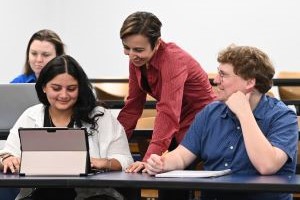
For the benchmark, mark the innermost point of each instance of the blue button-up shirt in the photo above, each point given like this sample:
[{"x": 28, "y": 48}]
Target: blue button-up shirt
[
  {"x": 24, "y": 78},
  {"x": 216, "y": 137}
]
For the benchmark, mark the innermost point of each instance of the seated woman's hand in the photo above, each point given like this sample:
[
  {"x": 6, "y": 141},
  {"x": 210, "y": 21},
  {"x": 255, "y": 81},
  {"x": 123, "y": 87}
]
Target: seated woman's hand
[
  {"x": 135, "y": 167},
  {"x": 154, "y": 165},
  {"x": 11, "y": 164}
]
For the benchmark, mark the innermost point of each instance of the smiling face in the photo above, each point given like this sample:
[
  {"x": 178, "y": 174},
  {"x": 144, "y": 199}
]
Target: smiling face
[
  {"x": 40, "y": 53},
  {"x": 138, "y": 49},
  {"x": 228, "y": 82},
  {"x": 62, "y": 92}
]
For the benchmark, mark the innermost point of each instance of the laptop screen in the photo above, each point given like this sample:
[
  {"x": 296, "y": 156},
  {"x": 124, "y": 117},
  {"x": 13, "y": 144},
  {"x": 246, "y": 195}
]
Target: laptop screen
[{"x": 53, "y": 151}]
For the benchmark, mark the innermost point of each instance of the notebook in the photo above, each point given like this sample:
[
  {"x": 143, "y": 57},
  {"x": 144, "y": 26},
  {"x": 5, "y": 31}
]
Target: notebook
[
  {"x": 53, "y": 151},
  {"x": 15, "y": 98},
  {"x": 193, "y": 173}
]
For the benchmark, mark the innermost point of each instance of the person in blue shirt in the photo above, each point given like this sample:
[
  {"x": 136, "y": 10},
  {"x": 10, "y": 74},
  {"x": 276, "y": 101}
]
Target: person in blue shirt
[
  {"x": 244, "y": 130},
  {"x": 42, "y": 47}
]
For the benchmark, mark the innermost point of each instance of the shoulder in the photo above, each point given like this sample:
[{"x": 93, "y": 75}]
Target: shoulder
[
  {"x": 105, "y": 114},
  {"x": 276, "y": 106},
  {"x": 24, "y": 78}
]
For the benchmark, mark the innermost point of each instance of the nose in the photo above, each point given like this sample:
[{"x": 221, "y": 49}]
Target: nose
[
  {"x": 64, "y": 93},
  {"x": 39, "y": 58},
  {"x": 217, "y": 79}
]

----

◆ **WHAT IS NEEDED**:
Rewrite all of the lines above as a numbered list, leaving out blank lines and the pictures.

◆ **RIGHT ANSWER**:
1. For the benchmark, mark the innermost point of each instance of the blue button-up shirt in the photo above, each point given like this sample:
2. [{"x": 28, "y": 48}]
3. Target: blue button-up shirt
4. [
5.   {"x": 24, "y": 78},
6.   {"x": 216, "y": 137}
7. ]
8. For the benchmark, mark the innermost point of each instance of the seated woman's hand in the photo above, each point given like this sample:
9. [
10.   {"x": 6, "y": 141},
11.   {"x": 210, "y": 21},
12.   {"x": 255, "y": 81},
13.   {"x": 123, "y": 87}
14. ]
15. Target: seated woman's hand
16. [
17.   {"x": 135, "y": 167},
18.   {"x": 154, "y": 165},
19.   {"x": 11, "y": 164}
20. ]
21. For the benchmark, mark the innermost point of each instance of the smiling face in the photo above, each point given like this sample:
22. [
23.   {"x": 178, "y": 174},
24.   {"x": 144, "y": 199}
25. ]
26. Target: smiling face
27. [
28.   {"x": 40, "y": 53},
29.   {"x": 138, "y": 49},
30.   {"x": 228, "y": 82},
31.   {"x": 62, "y": 92}
32. ]
33. For the benchmark, mark the innermost point of each instance of the laptop screen in the photo above, each point given like this sample:
34. [
35.   {"x": 296, "y": 156},
36.   {"x": 124, "y": 117},
37.   {"x": 13, "y": 144},
38.   {"x": 246, "y": 195}
39. ]
40. Target: laptop screen
41. [{"x": 53, "y": 151}]
42. For the benchmark, mark the innermost point of each instance of the notebook in the photo above, each point given like this sample:
43. [
44.   {"x": 143, "y": 57},
45.   {"x": 144, "y": 26},
46.   {"x": 5, "y": 31}
47. ]
48. Target: notebook
49. [
50.   {"x": 53, "y": 151},
51.   {"x": 15, "y": 98},
52.   {"x": 193, "y": 173}
53. ]
54. For the benchmark, mark the innermost point of each instance of the person in blue shirt in the photo above, each point given like this sample:
55. [
56.   {"x": 136, "y": 10},
57.   {"x": 10, "y": 74},
58.   {"x": 276, "y": 101}
59. ]
60. Target: person in blue shirt
61. [
62.   {"x": 244, "y": 130},
63.   {"x": 42, "y": 47}
64. ]
65. For the benchmark, mark the innermost point of each instance of the shoulder in the photo above, each point given like this sample:
66. [{"x": 93, "y": 75}]
67. Target: shoulder
68. [
69.   {"x": 105, "y": 114},
70.   {"x": 276, "y": 106},
71.   {"x": 24, "y": 78}
72. ]
73. For the benchmark, mark the innermost point of each instance of the nose in the photo above, each point given like this sample:
74. [{"x": 221, "y": 49}]
75. Target: nose
76. [
77.   {"x": 64, "y": 93},
78.   {"x": 39, "y": 58},
79.   {"x": 217, "y": 79}
80. ]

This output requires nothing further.